### Records from a collection
------------------------------

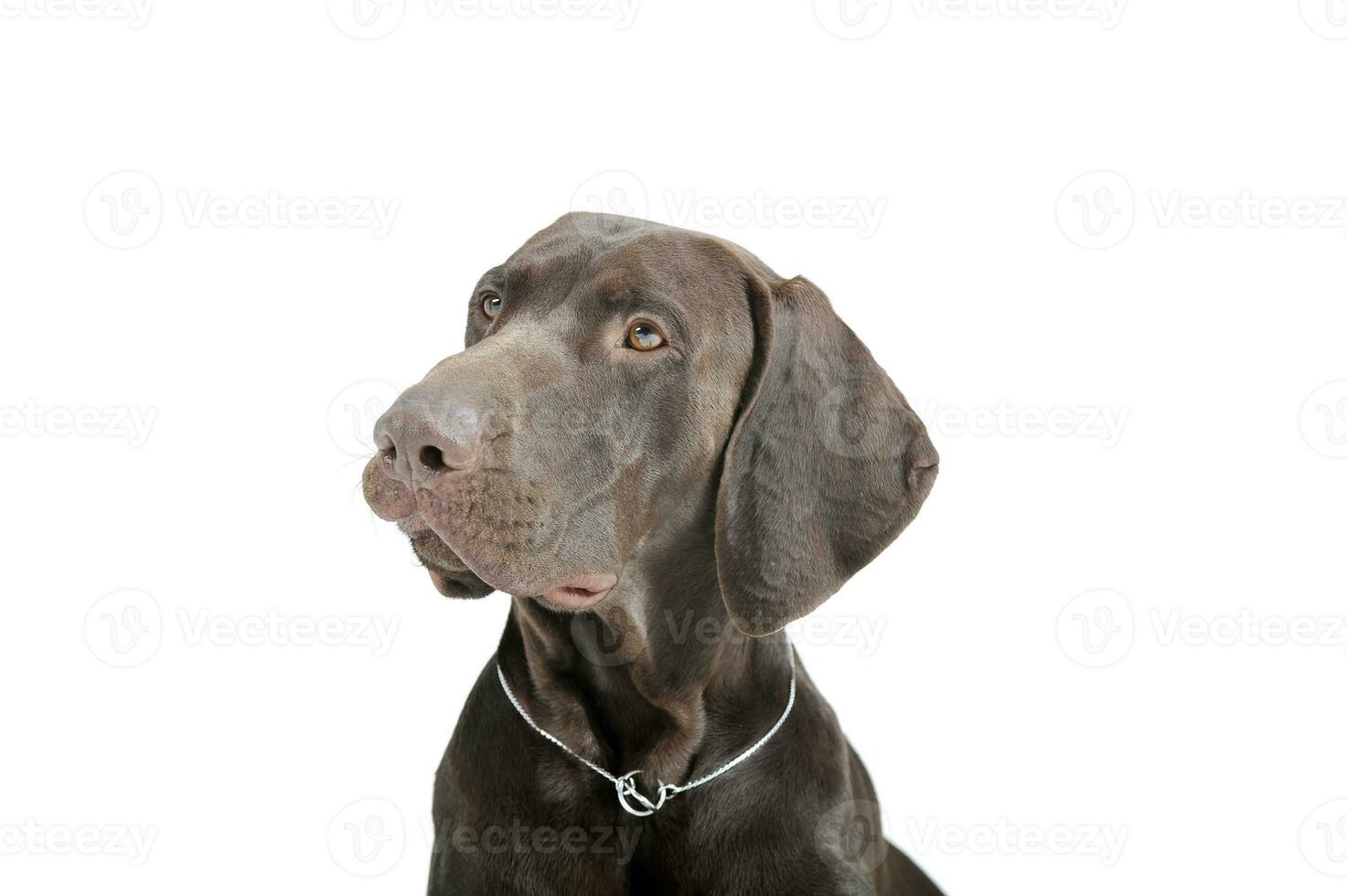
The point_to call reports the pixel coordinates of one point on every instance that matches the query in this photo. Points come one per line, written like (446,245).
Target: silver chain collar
(625,784)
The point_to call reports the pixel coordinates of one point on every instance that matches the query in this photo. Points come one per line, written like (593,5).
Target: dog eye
(644,337)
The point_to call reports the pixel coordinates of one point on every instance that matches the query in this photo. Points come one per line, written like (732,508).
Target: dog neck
(655,677)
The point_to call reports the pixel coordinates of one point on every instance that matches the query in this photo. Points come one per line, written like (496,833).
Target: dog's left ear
(826,464)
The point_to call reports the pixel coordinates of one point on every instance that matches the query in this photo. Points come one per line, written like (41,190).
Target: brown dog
(666,453)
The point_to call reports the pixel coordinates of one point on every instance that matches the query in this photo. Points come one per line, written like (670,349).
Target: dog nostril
(433,458)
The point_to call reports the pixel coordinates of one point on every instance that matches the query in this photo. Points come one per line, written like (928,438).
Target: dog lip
(581,593)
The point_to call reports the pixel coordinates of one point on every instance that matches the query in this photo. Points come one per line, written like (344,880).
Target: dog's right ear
(826,464)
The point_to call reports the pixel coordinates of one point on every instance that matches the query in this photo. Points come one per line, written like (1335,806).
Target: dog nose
(419,449)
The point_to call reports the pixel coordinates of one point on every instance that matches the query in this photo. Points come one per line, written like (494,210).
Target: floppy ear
(826,464)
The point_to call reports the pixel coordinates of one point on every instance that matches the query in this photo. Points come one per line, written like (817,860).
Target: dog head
(624,380)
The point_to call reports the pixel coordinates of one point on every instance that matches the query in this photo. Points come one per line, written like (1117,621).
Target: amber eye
(644,337)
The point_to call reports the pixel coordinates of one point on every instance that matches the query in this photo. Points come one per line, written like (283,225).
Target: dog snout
(418,448)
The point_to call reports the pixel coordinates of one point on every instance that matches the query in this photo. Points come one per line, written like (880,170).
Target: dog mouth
(580,593)
(447,571)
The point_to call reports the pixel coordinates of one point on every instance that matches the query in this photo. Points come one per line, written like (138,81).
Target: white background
(1107,271)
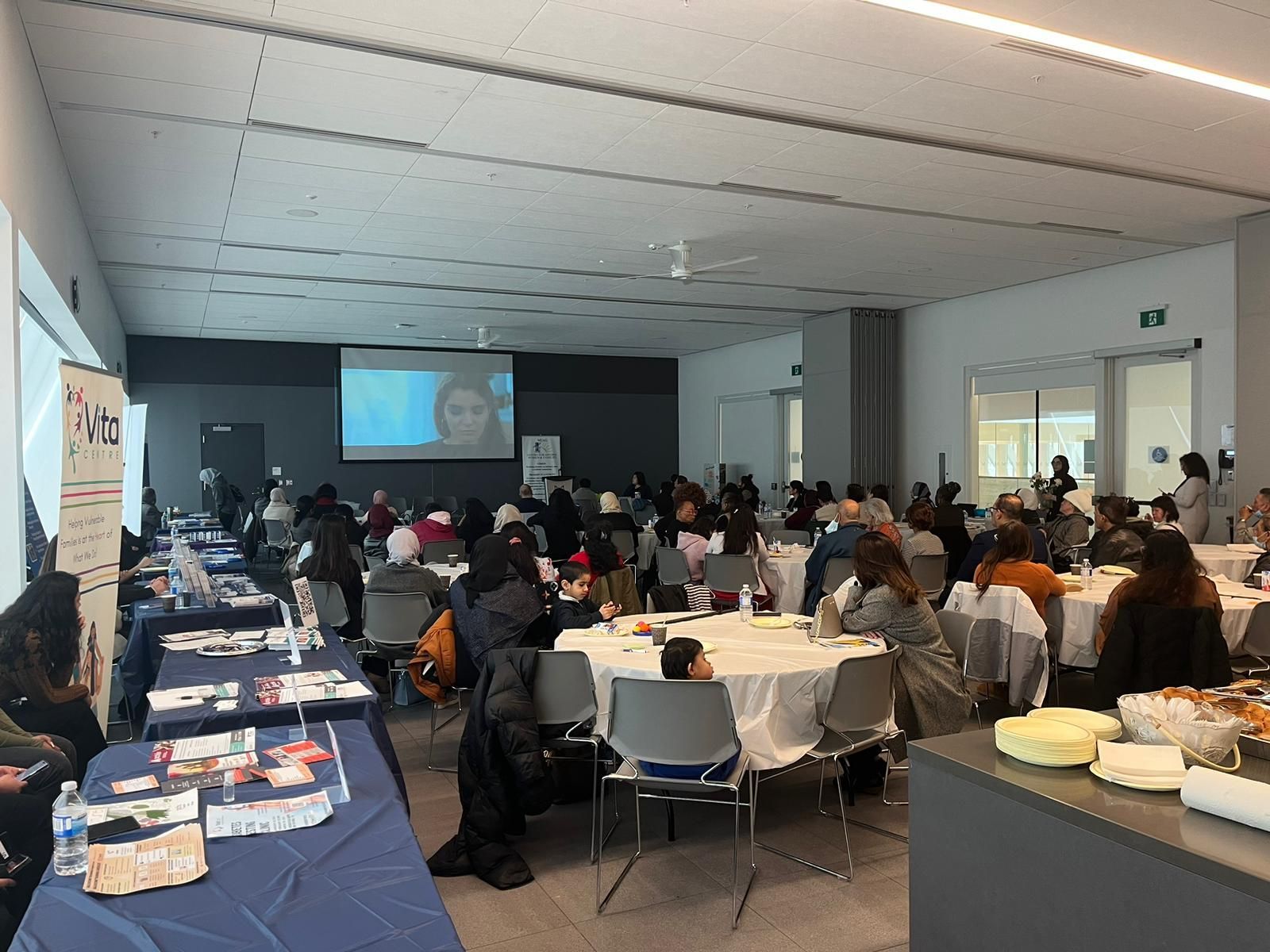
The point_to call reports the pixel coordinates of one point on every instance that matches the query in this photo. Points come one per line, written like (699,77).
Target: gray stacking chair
(677,723)
(855,719)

------------------------------

### What you are asked to do
This calls for an exact copy of all the entries above, with the pictures omitted.

### Expected output
The point_to call reports the pixel coordinates of one point on every instance that matches the query in this photo. Points come one per line, written like (446,245).
Target: silver chain collar
(625,784)
The point_to call reports the pixel coordinates of one point on every instance that matches the query in this photo. Points come one per line, written like (593,5).
Target: dog eye
(644,337)
The point_to call reports the pixel coordinates of one point on every instance that matches the query in this photo. Points come one per line, written like (732,508).
Target: dog neck
(655,677)
The point_to call reports the pixel coordinates of one point on every instance that matches the query in this photo. Points come one per line, written like (496,833).
Target: dog's left ear
(826,464)
The point_to call reports the pixel coordinates of one point on every instance that matches the query in this photo. Points come one per line, written like (41,190).
Target: brown dog
(666,453)
The point_to call reports the pixel coordinates of one point on every instance that matches the query in this photo. Points come one per line, written like (670,349).
Target: dog nostril
(433,458)
The point_to call reports the pixel coordinates of one point on every instance that matches the query in this photo. Points come one per line, written like (928,438).
Target: dog lip
(581,593)
The point_to call reports the pixel coordinates of one point on every instance that matches the query in this photo. Points come one per line, written like (344,880).
Target: dog's right ear
(826,464)
The point_to call reports the pixel coordinates of one point on every instance that matches the query in this photo. Points come one per line, written like (1335,806).
Target: dog nose
(419,449)
The point_to call reports the pixel coordinates of one point on every instance that matches the query in this photo. Points come one per line, written like (494,210).
Target: floppy ear
(826,464)
The point_to call reports the pixel coordinates of one point on every instance that matches the query in this photo. Points come one per line, written like (817,860).
Target: dog head
(624,380)
The point_to call reports the pixel coordinates of one point on every instance that matches the query in this photo. Points come one per line, written like (1117,621).
Target: amber eye
(644,337)
The point_to call reports the pixel coordinates of one point on every instance that matches the query in this photo. Points come one per line, written like (283,225).
Target: dog snout
(418,448)
The point_to call reports the pixel coordinates of one point on every instance that matches the query in this photo. Points come one per line, written like (880,170).
Target: dog mouth
(580,593)
(447,571)
The point_to call reports the pixel coordinates of one point on every instance that matches the query in this photo. Points come one per line, written like (138,81).
Target: white background
(1107,271)
The point_to call reports the pixel coordinates of one point on every instance that matches the query in this photo. Points come one per line, written like (699,77).
Target: gray stacking chair
(677,723)
(855,719)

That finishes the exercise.